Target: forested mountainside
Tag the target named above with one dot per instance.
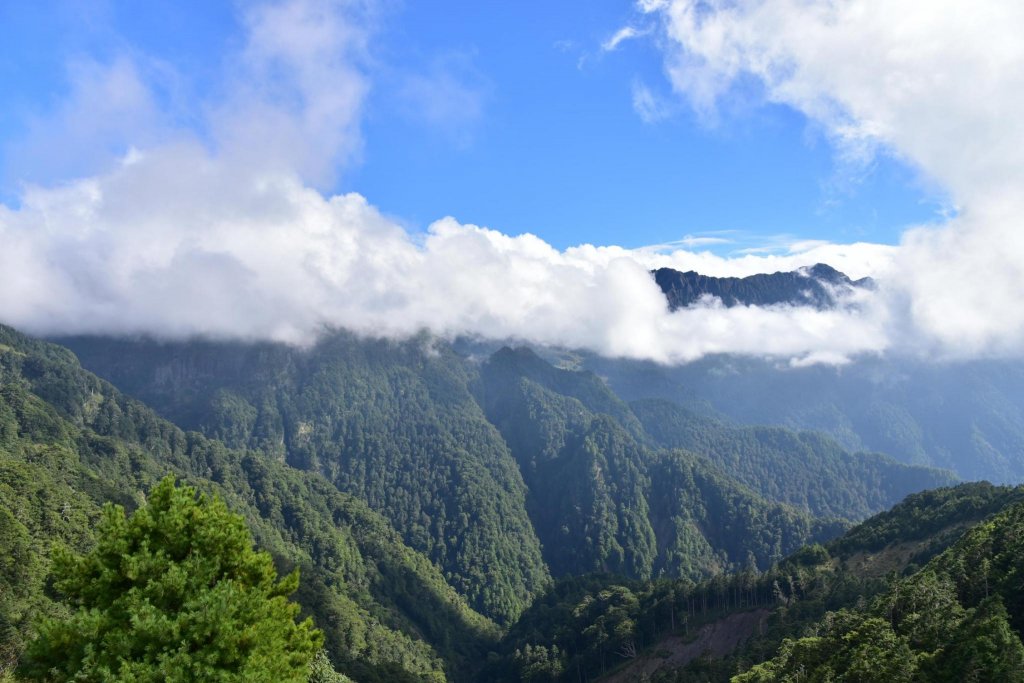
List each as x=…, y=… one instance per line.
x=70, y=441
x=473, y=463
x=928, y=589
x=806, y=469
x=967, y=417
x=414, y=488
x=392, y=424
x=818, y=286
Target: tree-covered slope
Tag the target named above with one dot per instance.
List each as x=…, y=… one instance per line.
x=602, y=500
x=602, y=628
x=70, y=441
x=961, y=617
x=966, y=417
x=391, y=423
x=805, y=469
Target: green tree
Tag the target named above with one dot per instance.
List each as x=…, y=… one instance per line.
x=175, y=592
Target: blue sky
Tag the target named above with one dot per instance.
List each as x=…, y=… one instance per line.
x=266, y=169
x=505, y=115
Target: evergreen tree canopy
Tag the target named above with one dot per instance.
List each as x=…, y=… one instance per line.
x=175, y=592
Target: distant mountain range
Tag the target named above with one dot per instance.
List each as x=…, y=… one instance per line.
x=819, y=286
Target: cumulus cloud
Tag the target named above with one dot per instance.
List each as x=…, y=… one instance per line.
x=934, y=82
x=179, y=243
x=228, y=232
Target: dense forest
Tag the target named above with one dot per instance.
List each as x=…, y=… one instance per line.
x=451, y=517
x=967, y=417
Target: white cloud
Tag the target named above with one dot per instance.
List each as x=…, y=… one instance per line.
x=225, y=237
x=109, y=107
x=935, y=82
x=180, y=243
x=649, y=107
x=621, y=36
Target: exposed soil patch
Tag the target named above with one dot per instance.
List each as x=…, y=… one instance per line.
x=718, y=639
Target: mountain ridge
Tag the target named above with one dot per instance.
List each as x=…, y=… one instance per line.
x=820, y=286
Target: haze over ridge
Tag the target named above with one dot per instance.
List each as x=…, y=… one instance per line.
x=223, y=228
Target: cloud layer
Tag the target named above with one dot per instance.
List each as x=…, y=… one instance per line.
x=935, y=82
x=224, y=231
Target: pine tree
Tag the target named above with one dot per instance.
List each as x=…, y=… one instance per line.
x=175, y=592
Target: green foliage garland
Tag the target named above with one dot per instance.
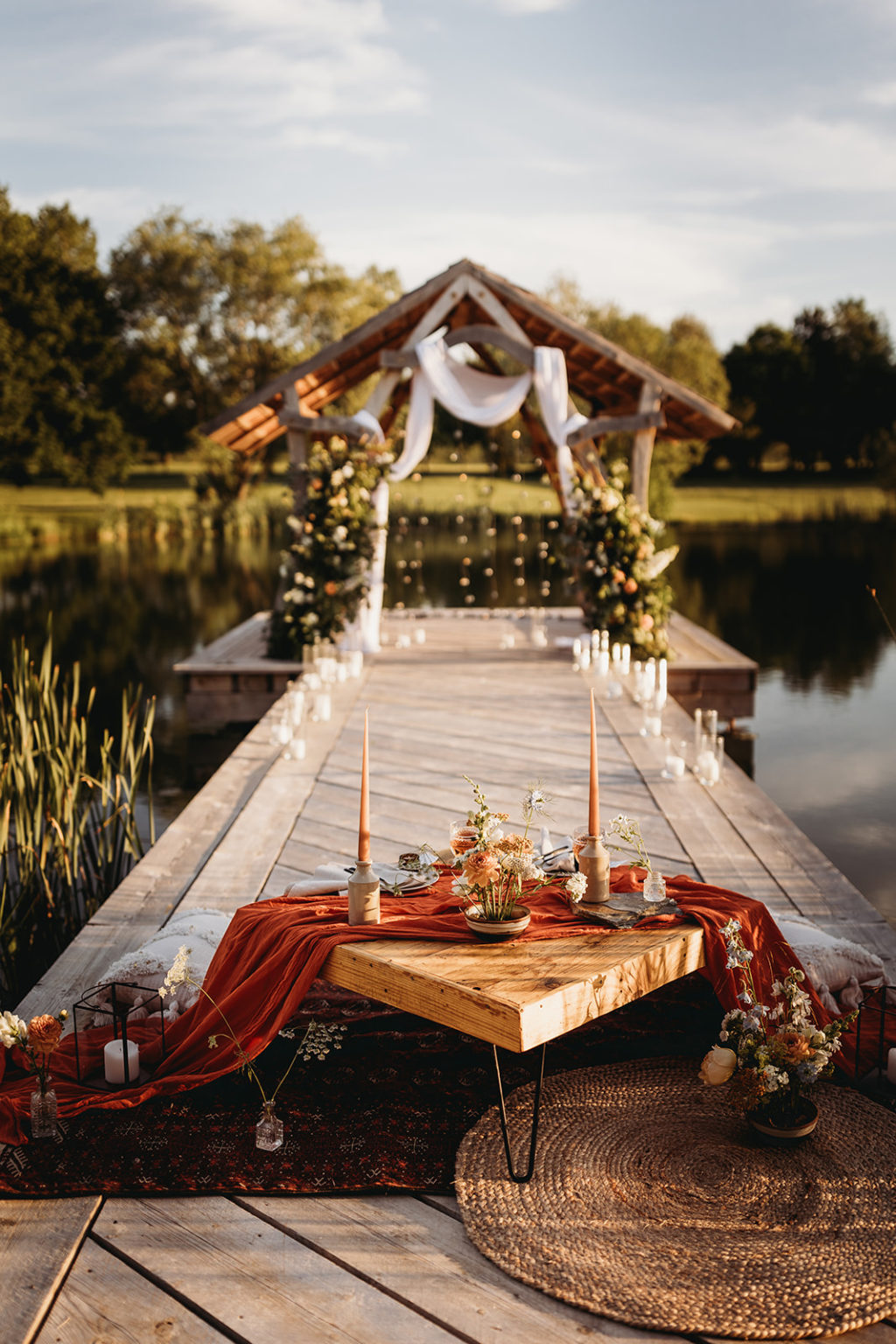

========================================

→ Deine Anweisungen:
Skaliere im Material alle x- und y-Koordinaten von der Zeile mit „Target: tree-covered slope“ bis zur Zeile mit „x=805, y=469“ (beide eingeschlossen) mit dem Faktor 1,85 und runde auf ganze Zahlen, Hälften aufwärts. Gib nur diese Zeilen vollständig wieder, den übrigen Text unverändert.

→ Richtige Antwort:
Target: tree-covered slope
Tag the target named above with one dot per instance.
List each as x=…, y=… one instance per line.
x=1114, y=925
x=1114, y=1162
x=130, y=816
x=1778, y=1141
x=1787, y=771
x=723, y=783
x=1489, y=868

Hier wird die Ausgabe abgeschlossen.